WRITTEN REQUEST 1 :: In the rows, edit the lines from the one containing "In[2]: # Find the small" through the end of the rows, inclusive, replacing "small branch" with "short twig" and leaving everything else unchanged. Give only those edited lines.

TEXT SEGMENT ::
What we have not done is any of the 'fast' control mods that you guys had to do to make the system work for the QC purposes. We also have not yet tested the CAN comms (but have many reports from other people who made CAN-DUE work for their purposes).

Just so people understand what I'm talking about re fast and slow here. Our standard code for the 12kW PFC+buck units (which is a relatively mature product), and prototype 25kW single-stage PFCdirect units has a relatively dumb, slow PWM update logic - with simple duty increment per ~100ms cycle or 1%/second. This is insufficient speed for the QC purposes. Hence part of the rewrite that Gary & team had to do was making the PWM control much faster. Now, we did implement the fast PID control for our prototype DC motor controllers using the same control stage based on Arduino Pro Mini. The fastest stable ramp we got working there is above 1000%/second. Works fine but we did not have the need to match the same speed in our chargers - until now.

To your question on 12kW: people can definitely get one of our buck stages now - it's very close to our standard non-PFC kit, sans a couple of components. Can be had in either a kit or assembled form. Pls PM me if interested.

Thanks,
V
 
garygid said:
This design process would be easier if we had a short female-to-male
QC adapter that would log everything passing through it.
For that, we just need to find suitable female pins.

Similarly, a standardized manual monitor and control module
for the mini-QC charger's control section would also be useful.

Cheers, Gary

Not sure exactly why you still would need this, I thought you had just about all the data mapped out already...
Anyways, I found something rather by accident, I was looking for female pins that could be compatible with J1772, and found this instead.

bear with me, there are lots of part numbers here for reference.

I found this part on digikey, which describes the size as #0, which means essentially nothing other than it is their biggest one.
6648405-1.jpg

The drawing for this does not even indicate the diameter.
http://www.te.com/commerce/Document...8405&DocType=Customer+Drawing&DocLang=English

This system is described in this catalog (see pages, 64, 81, 82)
http://documents.tycoelectronics.co...hENG_CS_1773096_SEC02_CABLE_MOUNTED_0210.pdf

But I have seen the male pins for these before, and I knew that they have the diameter in the drawing, I found the mating part number in the big catalog above (pg 64)
Here is the male pin
1766811-1.jpg


according to it's datasheet,
http://www.te.com/commerce/Document...6811&DocType=Customer+Drawing&DocLang=English
The diameter is 0.357 inches with a tolerance of +/- 0.010. (so this would mean 0.347-0.367 inches or 8.8138-9.3218mm)
This is right on the money for the chademo pin which has a much tighter tolerance. I am talking about putting our chademo pin into the female contact which was designed to hold the 0.357in pin. Did I mention that this contact is also rated for 200A?

male pin digikey pn:
1766811-1-ND

female inlet digikey pn
6648405-1-ND

booya
 
jclemens said:
male pin digikey pn:
1766811-1-ND

female inlet digikey pn
6648405-1-ND

booya


I think #0 means AWG 1/0. According to http://en.wikipedia.org/wiki/American_wire_gauge" onclick="window.open(this.href);return false;, 150A ampacity at 75C temp rise. We could probably go for AWG 4 wire for this (85A at 75C rise - or ~35kW at Leaf's voltage - plenty enough for now I think)

These pins are too short though, no?

Valery.

SUPPLIED ENTRIES ::
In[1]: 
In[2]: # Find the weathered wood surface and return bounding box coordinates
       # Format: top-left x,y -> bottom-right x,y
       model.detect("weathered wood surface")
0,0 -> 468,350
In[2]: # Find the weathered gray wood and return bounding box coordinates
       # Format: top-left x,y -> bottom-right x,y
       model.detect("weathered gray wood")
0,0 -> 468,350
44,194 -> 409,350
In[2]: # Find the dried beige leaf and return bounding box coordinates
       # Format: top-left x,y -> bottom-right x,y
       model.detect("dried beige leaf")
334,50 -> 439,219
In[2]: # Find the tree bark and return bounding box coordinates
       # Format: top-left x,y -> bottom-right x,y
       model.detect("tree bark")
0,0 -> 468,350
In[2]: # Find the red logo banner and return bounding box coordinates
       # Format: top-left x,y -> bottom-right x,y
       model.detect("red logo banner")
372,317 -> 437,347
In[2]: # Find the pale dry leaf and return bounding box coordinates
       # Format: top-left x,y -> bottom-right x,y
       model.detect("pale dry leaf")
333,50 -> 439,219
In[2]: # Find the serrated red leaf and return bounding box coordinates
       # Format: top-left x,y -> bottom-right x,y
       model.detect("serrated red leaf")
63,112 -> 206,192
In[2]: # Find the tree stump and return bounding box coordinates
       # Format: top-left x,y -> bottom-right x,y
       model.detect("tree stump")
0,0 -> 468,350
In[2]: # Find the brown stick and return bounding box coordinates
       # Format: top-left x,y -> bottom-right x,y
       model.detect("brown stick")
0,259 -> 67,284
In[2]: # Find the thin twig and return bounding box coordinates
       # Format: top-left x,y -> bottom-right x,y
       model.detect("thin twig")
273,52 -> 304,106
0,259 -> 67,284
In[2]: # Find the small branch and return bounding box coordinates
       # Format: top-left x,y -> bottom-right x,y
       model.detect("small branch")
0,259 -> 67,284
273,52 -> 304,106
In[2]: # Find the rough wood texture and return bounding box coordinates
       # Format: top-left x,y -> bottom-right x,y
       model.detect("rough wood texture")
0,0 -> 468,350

WRITTEN REQUEST 2 ::
Answer these from the forum thread:
(a) What was the fastest stable ramp achieved with the fast PID control on the prototype DC motor controllers?
(b) What diameter does the male pin's datasheet give, including its tolerance?
(c) What current is the female contact rated for?

WRITTEN REPLY 1 ::
In[2]: # Find the short twig and return bounding box coordinates
       # Format: top-left x,y -> bottom-right x,y
       model.detect("short twig")
0,259 -> 67,284
273,52 -> 304,106
In[2]: # Find the rough wood texture and return bounding box coordinates
       # Format: top-left x,y -> bottom-right x,y
       model.detect("rough wood texture")
0,0 -> 468,350

WRITTEN REPLY 2 ::
(a) Above 1000%/second.
(b) 0.357 inches, +/- 0.010.
(c) 200A.